▶ **Goal**
Please repeat every one of the entries below word for word, leaving the pictures out of your answer.

▶ **Record list**
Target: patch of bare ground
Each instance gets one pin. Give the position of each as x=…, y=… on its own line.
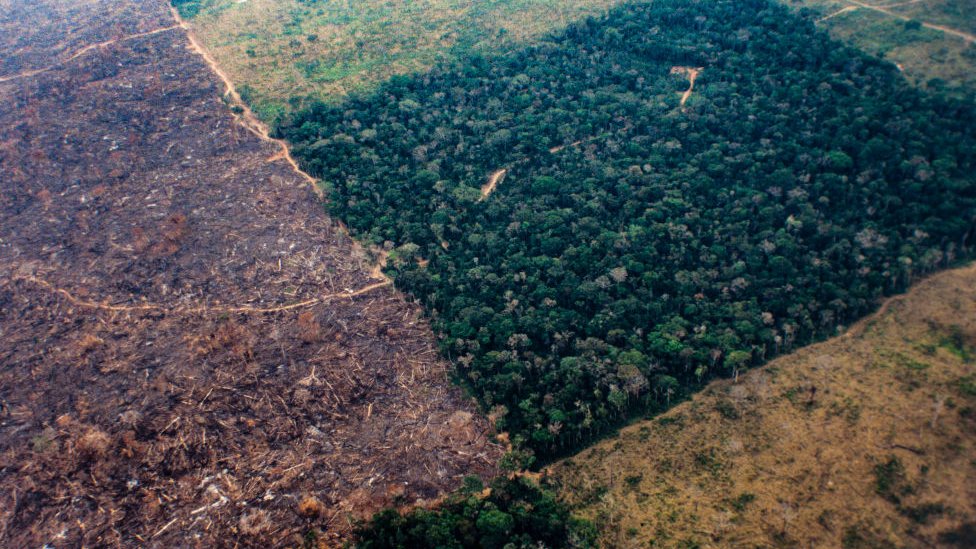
x=191, y=352
x=865, y=440
x=692, y=74
x=494, y=179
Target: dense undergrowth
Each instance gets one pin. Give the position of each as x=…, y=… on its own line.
x=663, y=245
x=514, y=513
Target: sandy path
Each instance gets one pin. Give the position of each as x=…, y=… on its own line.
x=493, y=180
x=971, y=38
x=155, y=307
x=836, y=13
x=247, y=117
x=83, y=51
x=692, y=74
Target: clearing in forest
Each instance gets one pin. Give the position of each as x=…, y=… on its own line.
x=285, y=52
x=692, y=74
x=865, y=440
x=191, y=348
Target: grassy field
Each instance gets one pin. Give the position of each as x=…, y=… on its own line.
x=905, y=33
x=283, y=52
x=866, y=440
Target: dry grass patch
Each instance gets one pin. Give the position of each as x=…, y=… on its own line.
x=868, y=439
x=284, y=52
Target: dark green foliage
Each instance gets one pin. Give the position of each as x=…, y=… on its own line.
x=922, y=513
x=890, y=481
x=964, y=536
x=517, y=512
x=802, y=182
x=742, y=501
x=188, y=8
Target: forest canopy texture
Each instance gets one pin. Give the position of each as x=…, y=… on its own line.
x=636, y=247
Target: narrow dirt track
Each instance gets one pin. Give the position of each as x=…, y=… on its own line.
x=841, y=11
x=971, y=38
x=247, y=117
x=692, y=74
x=155, y=307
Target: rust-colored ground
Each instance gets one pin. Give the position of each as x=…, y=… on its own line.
x=866, y=440
x=189, y=346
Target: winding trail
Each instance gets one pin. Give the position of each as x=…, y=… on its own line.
x=836, y=13
x=493, y=180
x=692, y=74
x=83, y=51
x=247, y=116
x=970, y=38
x=155, y=307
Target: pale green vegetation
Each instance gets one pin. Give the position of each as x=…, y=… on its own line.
x=282, y=53
x=864, y=440
x=905, y=32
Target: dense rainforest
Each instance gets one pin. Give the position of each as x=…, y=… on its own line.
x=513, y=512
x=637, y=245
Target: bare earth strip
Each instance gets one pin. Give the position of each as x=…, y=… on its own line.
x=884, y=9
x=189, y=346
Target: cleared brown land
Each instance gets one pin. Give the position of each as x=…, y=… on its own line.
x=189, y=346
x=866, y=440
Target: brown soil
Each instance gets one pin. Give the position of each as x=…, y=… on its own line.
x=865, y=440
x=189, y=347
x=692, y=74
x=884, y=9
x=493, y=180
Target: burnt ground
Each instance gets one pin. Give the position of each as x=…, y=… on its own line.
x=189, y=346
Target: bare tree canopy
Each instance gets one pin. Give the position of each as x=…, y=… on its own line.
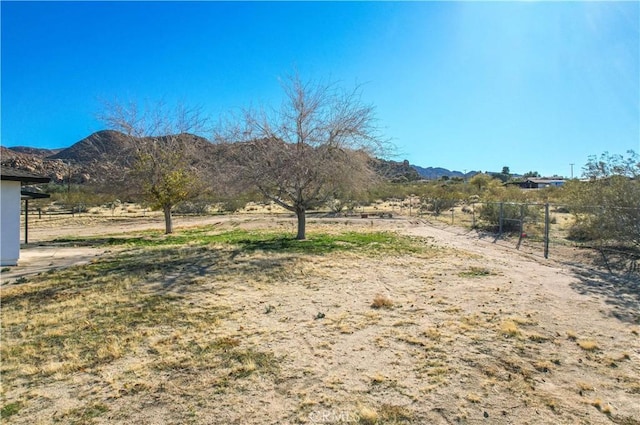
x=163, y=152
x=315, y=147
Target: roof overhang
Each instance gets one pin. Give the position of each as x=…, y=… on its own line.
x=26, y=194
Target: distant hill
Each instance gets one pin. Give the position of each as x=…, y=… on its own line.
x=37, y=152
x=431, y=173
x=107, y=155
x=395, y=171
x=100, y=158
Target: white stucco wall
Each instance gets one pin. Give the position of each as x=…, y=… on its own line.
x=9, y=223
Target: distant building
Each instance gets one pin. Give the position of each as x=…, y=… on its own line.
x=539, y=183
x=11, y=180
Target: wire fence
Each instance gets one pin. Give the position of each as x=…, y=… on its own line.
x=558, y=231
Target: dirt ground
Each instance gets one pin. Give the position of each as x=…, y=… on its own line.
x=476, y=333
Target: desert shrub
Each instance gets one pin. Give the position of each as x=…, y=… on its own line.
x=511, y=214
x=196, y=207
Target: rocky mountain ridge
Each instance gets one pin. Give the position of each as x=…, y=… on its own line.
x=102, y=155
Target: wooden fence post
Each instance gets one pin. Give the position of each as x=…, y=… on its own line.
x=546, y=230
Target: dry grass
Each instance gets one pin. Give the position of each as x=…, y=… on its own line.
x=255, y=329
x=382, y=301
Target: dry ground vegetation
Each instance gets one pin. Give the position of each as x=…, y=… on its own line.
x=369, y=321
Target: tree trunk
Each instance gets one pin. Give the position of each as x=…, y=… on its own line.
x=301, y=214
x=168, y=222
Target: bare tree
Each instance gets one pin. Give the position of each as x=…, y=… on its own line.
x=315, y=147
x=162, y=151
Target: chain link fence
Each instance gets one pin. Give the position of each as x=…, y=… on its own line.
x=549, y=230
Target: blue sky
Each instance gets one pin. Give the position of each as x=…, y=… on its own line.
x=461, y=85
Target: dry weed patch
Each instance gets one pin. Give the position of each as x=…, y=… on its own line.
x=382, y=301
x=250, y=326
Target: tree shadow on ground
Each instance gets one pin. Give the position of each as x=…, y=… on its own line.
x=181, y=269
x=622, y=292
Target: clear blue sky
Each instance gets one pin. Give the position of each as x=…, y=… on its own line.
x=461, y=85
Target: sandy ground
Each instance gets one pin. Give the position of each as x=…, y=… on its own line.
x=499, y=347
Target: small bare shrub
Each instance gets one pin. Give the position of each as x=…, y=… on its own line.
x=381, y=301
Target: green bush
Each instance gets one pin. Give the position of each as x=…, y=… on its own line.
x=511, y=215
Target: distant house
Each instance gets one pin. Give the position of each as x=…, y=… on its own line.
x=539, y=183
x=11, y=181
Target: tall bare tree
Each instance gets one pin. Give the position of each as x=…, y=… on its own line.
x=162, y=151
x=313, y=148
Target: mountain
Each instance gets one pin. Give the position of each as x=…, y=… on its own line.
x=100, y=158
x=395, y=171
x=431, y=173
x=107, y=155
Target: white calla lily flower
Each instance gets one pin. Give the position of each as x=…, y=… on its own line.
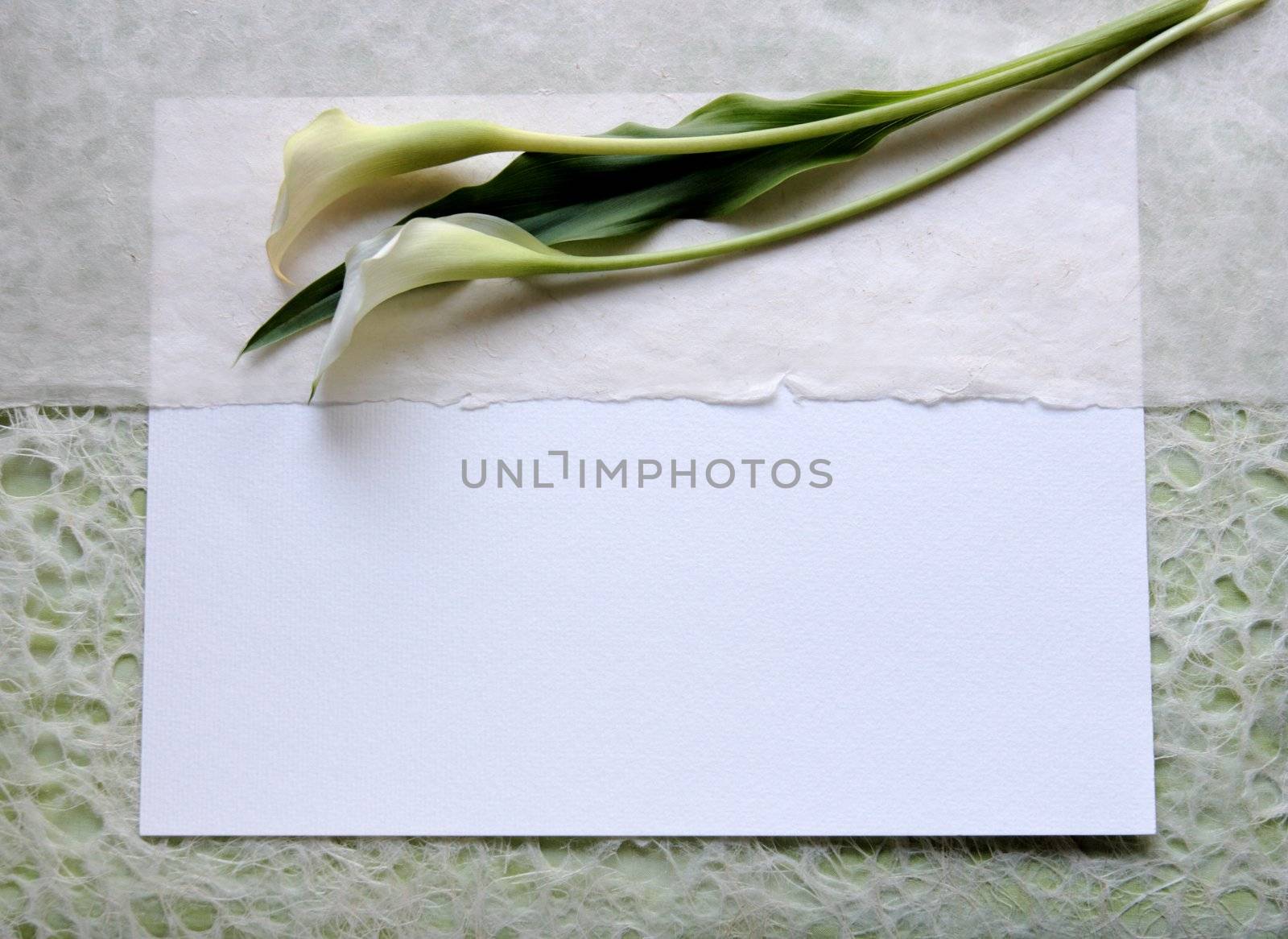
x=425, y=251
x=335, y=155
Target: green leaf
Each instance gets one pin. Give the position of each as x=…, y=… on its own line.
x=564, y=199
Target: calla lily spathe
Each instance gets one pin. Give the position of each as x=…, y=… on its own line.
x=425, y=251
x=335, y=155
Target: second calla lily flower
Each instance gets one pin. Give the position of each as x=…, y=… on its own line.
x=335, y=155
x=424, y=251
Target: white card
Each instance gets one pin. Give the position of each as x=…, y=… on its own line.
x=950, y=638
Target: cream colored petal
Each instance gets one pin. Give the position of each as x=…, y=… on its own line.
x=335, y=155
x=424, y=251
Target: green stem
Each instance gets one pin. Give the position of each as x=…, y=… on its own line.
x=969, y=88
x=923, y=180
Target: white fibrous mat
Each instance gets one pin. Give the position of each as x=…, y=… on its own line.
x=71, y=863
x=76, y=118
x=1018, y=279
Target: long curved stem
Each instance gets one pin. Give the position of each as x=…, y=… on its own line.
x=923, y=180
x=969, y=88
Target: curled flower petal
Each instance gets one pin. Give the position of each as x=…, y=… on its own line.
x=424, y=251
x=335, y=155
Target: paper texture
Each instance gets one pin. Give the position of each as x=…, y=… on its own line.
x=948, y=638
x=76, y=118
x=1017, y=279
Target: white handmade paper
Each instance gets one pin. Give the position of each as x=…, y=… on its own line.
x=942, y=630
x=1015, y=279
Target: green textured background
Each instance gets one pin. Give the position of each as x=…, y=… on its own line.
x=72, y=503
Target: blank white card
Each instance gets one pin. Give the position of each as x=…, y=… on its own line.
x=647, y=618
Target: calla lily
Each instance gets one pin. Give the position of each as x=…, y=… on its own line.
x=335, y=155
x=425, y=251
x=473, y=246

▶ **Finished task**
Target: patch of bare ground
Each instance gets one pin. Give the position of each as x=…, y=… on its own line.
x=191, y=352
x=865, y=440
x=692, y=74
x=494, y=179
Target: dense undergrowth
Each instance gets one pin. Give the position of each as x=…, y=… on its own line.
x=663, y=245
x=514, y=513
Target: sandy path
Each instance gets one pin. Give the position of each as x=…, y=… on its own line.
x=493, y=180
x=971, y=38
x=155, y=307
x=836, y=13
x=247, y=117
x=83, y=51
x=692, y=74
Target: clearing in forest
Each instance gets one pin. Give the position of each as x=…, y=… on its own line.
x=285, y=52
x=692, y=74
x=865, y=440
x=191, y=348
Target: grassy field
Each instance gets one pin. Give the position of each as x=…, y=… on its own line.
x=905, y=33
x=283, y=52
x=866, y=440
Target: dry grass patch
Each instance gets one pin. Give the position of each as x=…, y=… on its own line.
x=868, y=439
x=284, y=52
Target: dark green foliage
Each instance gets one pin. Give the position of each as x=…, y=… on its own line.
x=922, y=513
x=890, y=481
x=964, y=536
x=517, y=512
x=802, y=182
x=742, y=501
x=188, y=8
Target: forest canopy texture
Each instance gets one pin. Give the position of each as x=…, y=… on its own line.
x=636, y=247
Target: narrow dirt track
Each instance gets one pin. Give the position of each as x=…, y=… on its own line.
x=841, y=11
x=971, y=38
x=247, y=117
x=692, y=74
x=155, y=307
Target: rust-colored ground
Each instance gets one pin. Give the position of each as x=…, y=… on its own line.
x=866, y=440
x=189, y=346
Target: winding trail
Each instance gets one pin. Give the position of each as x=…, y=… on its own line.
x=836, y=13
x=493, y=180
x=692, y=74
x=83, y=51
x=247, y=116
x=970, y=38
x=155, y=307
Target: pale green vegetation
Each instance gets one pin. Give the position of each as x=…, y=… on its own line.
x=282, y=53
x=864, y=440
x=905, y=32
Target: dense rainforest
Each instance gets one pin. Give the position of each as x=…, y=… on its own line.
x=513, y=512
x=637, y=245
Target: bare earth strip
Each instance gets one pin. Give the position of each as x=…, y=… on its own line.
x=884, y=9
x=189, y=346
Target: cleared brown land
Each instance gets one pin. Give the position of each as x=…, y=… on its own line.
x=189, y=346
x=866, y=440
Target: brown soil
Each instance gets one pin. Give the position of each as x=…, y=… on its own line.
x=865, y=440
x=189, y=347
x=692, y=74
x=884, y=9
x=493, y=180
Target: burnt ground
Each instance gets one pin. Give the position of each as x=…, y=… on its own line.
x=189, y=346
Target: bare tree canopy
Each instance gets one pin. Give the position of each as x=…, y=… on its own line.
x=163, y=152
x=315, y=147
Target: roof overhang
Each instance gets one pin. Give the position of each as x=…, y=… on its own line.
x=26, y=194
Target: distant hill
Each instance gets one pin. Give the position of each as x=…, y=… on its own line.
x=37, y=152
x=431, y=173
x=107, y=155
x=395, y=171
x=100, y=158
Target: white stucco wall
Each instance gets one pin. Give the position of each as x=…, y=… on its own line.
x=9, y=223
Target: distant building
Each instance gets one pin. Give the position of each as x=…, y=… on its own line.
x=539, y=183
x=11, y=180
Target: wire fence
Each instance gets one pin. Give the position of each as x=…, y=… on its own line.
x=558, y=231
Target: dirt ground
Each instance gets one pin. Give the position of each as x=…, y=… on its own line.
x=476, y=333
Target: desert shrub
Each instance gets one pin. Give the position of each as x=…, y=… on its own line.
x=511, y=214
x=196, y=207
Target: rocky mountain ridge
Each instance gets one pin. Give the position of each as x=…, y=… on its own line.
x=102, y=155
Target: wooden fence post
Each instance gets one pin. Give the position of each as x=…, y=… on its own line.
x=546, y=230
Target: dry grass
Each instance gets one pin. Give the position of each as x=…, y=… on its own line.
x=255, y=329
x=382, y=301
Target: dry ground vegetation
Each instance gets one pin. Give the position of each as x=…, y=… on its own line.
x=369, y=321
Target: tree trunk
Each instance gets one pin. Give the position of each as x=…, y=… on its own line.
x=301, y=214
x=168, y=222
Target: bare tree
Each instance gets one pin. Give the position of each as x=…, y=… on its own line.
x=315, y=147
x=162, y=151
Target: chain link fence
Each instance gets one pin. Give the position of each as x=…, y=… on its own line.
x=549, y=230
Target: blue sky
Each instance gets one pin. Give the position of each as x=…, y=… on its own line.
x=461, y=85
Target: dry weed patch
Each instance gets one pin. Give the position of each as x=…, y=… on its own line.
x=382, y=301
x=250, y=326
Target: tree shadow on ground
Each instance gets one pin. Give the position of each as x=…, y=… on its own line.
x=181, y=269
x=622, y=292
Target: clear blue sky
Each instance gets one pin. Give the position of each as x=…, y=… on its own line.
x=461, y=85
Target: sandy ground
Each instance gets one pin. Give the position of each as x=…, y=… on its own line.
x=499, y=347
Target: small bare shrub
Each instance gets one pin. Give the position of each as x=…, y=… on its own line.
x=381, y=301
Target: green bush
Each instance gets one pin. Give the position of each as x=…, y=… on its own line.
x=511, y=215
Target: distant house
Each instance gets one pin. Give the position of each as x=…, y=… on its own line.
x=539, y=183
x=11, y=181
Target: tall bare tree
Each instance gets one pin. Give the position of each as x=…, y=… on its own line.
x=162, y=151
x=313, y=148
Target: mountain
Each instance gets one pin. Give the position of each as x=…, y=… on its own line.
x=100, y=158
x=395, y=171
x=431, y=173
x=107, y=155
Target: white calla lily flower
Each instance gets one pin. Give the position of each as x=…, y=… on its own line.
x=425, y=251
x=335, y=155
Target: green leaf
Each instance gets one pin. Give the position of each as x=…, y=… on its own line.
x=564, y=199
Target: calla lily spathe
Each instance gets one pin. Give the position of each as x=…, y=… on its own line.
x=425, y=251
x=335, y=155
Target: second calla lily flower
Each instance gets one pin. Give the position of each as x=…, y=… on its own line.
x=335, y=155
x=424, y=251
Target: white card
Each instance gets one pin. Give the position of each as x=…, y=… on its own line.
x=950, y=638
Target: cream colored petal
Each instance gets one pin. Give the position of each as x=…, y=… on its own line.
x=335, y=155
x=424, y=251
Target: green stem
Each instance gets one pin. Give the position of each as x=…, y=… on its own line.
x=969, y=88
x=923, y=180
Target: white fibrous mat
Each instance gets one pin. Give the position of each as x=…, y=… on its own line.
x=71, y=863
x=76, y=118
x=1018, y=279
Target: long curved stem
Each instance gets one pin. Give the position of each as x=…, y=… on its own line.
x=923, y=180
x=969, y=88
Target: curled flower petal
Each instance gets one pin. Give the position of each as x=…, y=… on its own line.
x=424, y=251
x=335, y=155
Target: paper texture
Each instance gets one pin. Give the position of each as x=…, y=… on its own line.
x=948, y=638
x=76, y=118
x=1017, y=279
Target: white handmade paper
Each instance gets one pin. Give the position of each as x=…, y=… on its own line.
x=942, y=630
x=1015, y=279
Target: green textured background
Each instance gets one pin. Give the position of each as x=…, y=… on its own line.
x=72, y=503
Target: blank white card
Each instance gets one pin. Give the position of each as x=…, y=… on its own line.
x=647, y=618
Target: calla lily
Each instance gets one pin. Give the position of each as x=…, y=… on its own line.
x=335, y=155
x=425, y=251
x=473, y=246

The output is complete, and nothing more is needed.